Write out the entries again exactly as they are given.

DATA RECORDS →

════════

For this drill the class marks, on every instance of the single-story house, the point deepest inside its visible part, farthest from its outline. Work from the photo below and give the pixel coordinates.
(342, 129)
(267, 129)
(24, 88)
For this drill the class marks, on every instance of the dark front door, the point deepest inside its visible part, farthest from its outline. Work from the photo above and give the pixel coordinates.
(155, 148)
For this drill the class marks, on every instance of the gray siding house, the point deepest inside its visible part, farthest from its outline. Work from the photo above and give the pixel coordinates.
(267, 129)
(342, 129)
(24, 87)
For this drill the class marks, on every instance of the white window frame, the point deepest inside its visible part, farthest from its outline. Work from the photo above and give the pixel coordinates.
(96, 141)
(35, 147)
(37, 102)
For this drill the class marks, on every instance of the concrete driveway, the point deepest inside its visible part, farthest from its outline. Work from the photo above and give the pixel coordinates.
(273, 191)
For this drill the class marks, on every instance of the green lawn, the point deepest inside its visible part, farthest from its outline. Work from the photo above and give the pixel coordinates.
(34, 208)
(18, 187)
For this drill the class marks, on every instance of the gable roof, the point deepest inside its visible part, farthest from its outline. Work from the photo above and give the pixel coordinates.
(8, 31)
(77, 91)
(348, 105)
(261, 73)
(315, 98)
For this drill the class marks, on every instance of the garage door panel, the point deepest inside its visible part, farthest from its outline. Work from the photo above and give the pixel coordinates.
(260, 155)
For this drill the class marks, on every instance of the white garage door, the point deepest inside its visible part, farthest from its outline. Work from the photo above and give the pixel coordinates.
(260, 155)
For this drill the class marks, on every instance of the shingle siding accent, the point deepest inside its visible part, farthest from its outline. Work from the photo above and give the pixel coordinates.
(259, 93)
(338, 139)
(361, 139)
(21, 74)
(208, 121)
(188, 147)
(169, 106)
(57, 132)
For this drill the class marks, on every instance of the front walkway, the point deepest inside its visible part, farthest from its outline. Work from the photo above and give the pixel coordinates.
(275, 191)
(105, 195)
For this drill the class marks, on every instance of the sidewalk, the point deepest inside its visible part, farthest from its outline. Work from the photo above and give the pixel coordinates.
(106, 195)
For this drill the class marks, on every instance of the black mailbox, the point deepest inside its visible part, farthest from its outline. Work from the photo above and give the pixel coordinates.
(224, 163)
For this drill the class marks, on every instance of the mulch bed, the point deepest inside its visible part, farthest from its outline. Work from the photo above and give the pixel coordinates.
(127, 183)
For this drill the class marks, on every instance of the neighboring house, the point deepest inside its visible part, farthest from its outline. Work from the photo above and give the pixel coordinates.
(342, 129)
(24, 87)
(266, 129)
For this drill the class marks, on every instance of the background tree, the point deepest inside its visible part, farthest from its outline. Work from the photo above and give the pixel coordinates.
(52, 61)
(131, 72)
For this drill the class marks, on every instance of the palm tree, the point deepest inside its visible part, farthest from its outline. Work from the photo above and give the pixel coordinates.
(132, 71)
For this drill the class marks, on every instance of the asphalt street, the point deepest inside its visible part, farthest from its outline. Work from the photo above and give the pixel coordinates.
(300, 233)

════════

TASK RESPONSE →
For this drill the class marks, on every instance of the single-story house, the point deepest inside its visible part, farthest from its outline. Work from the photo below and give the pixel coordinates.
(342, 129)
(267, 129)
(24, 88)
For this drill the class marks, on every instance of the dark front door, the point deepest inside its visible part, farthest from its outline. Work from the photo above and give the pixel coordinates.
(155, 148)
For this drill the class marks, on every instance of the gray siding house, the point deepest inside its visible part, farthest from its outline. Work from the photo above and give the pixel coordinates.
(267, 129)
(342, 129)
(24, 87)
For this drill the class marks, on every instance of the white window frame, the point deepest inside its visible part, farthest from its outline. Work from the photo above and give the pixel coordinates.
(96, 141)
(35, 147)
(37, 102)
For this drill the class marks, on every instance of the concrete driveway, the point deepest inside its visible part, farthest from its outline. Work from the photo above and give the pixel coordinates.
(273, 191)
For this drill the class marks, on every instance of the green lawn, the point deepest inside its visible part, farthest from its outline. Work from the photo above and give the pixel coordinates.
(34, 208)
(18, 187)
For this drill the class marks, on every instance of the gable roof, the point deepest inside its visible part, farthest from its outline. Work from the photo above and give the pixel coordinates.
(8, 31)
(77, 91)
(348, 105)
(261, 73)
(315, 98)
For this drill the class marks, on every instance of the garage door panel, the point deepest inside its visible part, farthest from its outline. Work from the photo above and give the pixel coordinates.
(260, 155)
For this drill the class marks, on every instance of the white garage door, the point deepest inside its visible part, farthest from its outline. Work from the photo above and give the pixel coordinates.
(260, 155)
For this drill the class marks, on every instance of the shingle siding accent, the point deepest inside its visible part, farthest from its outline. Work from the photo above and give the pixel coordinates.
(259, 93)
(338, 139)
(361, 139)
(21, 74)
(208, 121)
(188, 147)
(169, 106)
(57, 132)
For this drill the class marks, on every instance of the front walkway, the point deepest inside its visible part, farthest from its outline. Work from the photo above and give the pixel coordinates.
(275, 191)
(105, 195)
For this drill the class marks, on every instance of the sidewalk, the point deepest inside its visible part, farthest from its outline. Work from the photo above and give the pixel coordinates.
(106, 195)
For this drill the class marks, on every instance of the black mailbox, the point deepest inside its visible part, farthest from its outline. Work from the photo above and give the pixel coordinates.
(224, 163)
For this drill the class marks, on every instance of the mulch bed, the point deepest inside its visible part, farthest from its outline. Work from the photo above and give the pixel coordinates.
(127, 183)
For this drill the class marks, on every instance of the neighboring house, the point deepest inside its visible part, farthest from its outline. Work from the photo above and give the pixel coordinates.
(342, 129)
(24, 87)
(266, 129)
For this drill the class marks, on every instance of the background tree, the point deepest inside its visible part, farthest from its outline. Work from the photo above and give the pixel coordinates.
(52, 61)
(131, 72)
For this drill the class marks, on every instance of the palm tree, the point deepest inside its visible part, farthest from its outline. Work from the photo above and give the pixel coordinates.
(132, 71)
For this drill the class marks, on every instance of the asphalt street, the point deepest inside its visible part, farthest from its outline. Work from the photo above and give the pixel coordinates.
(300, 233)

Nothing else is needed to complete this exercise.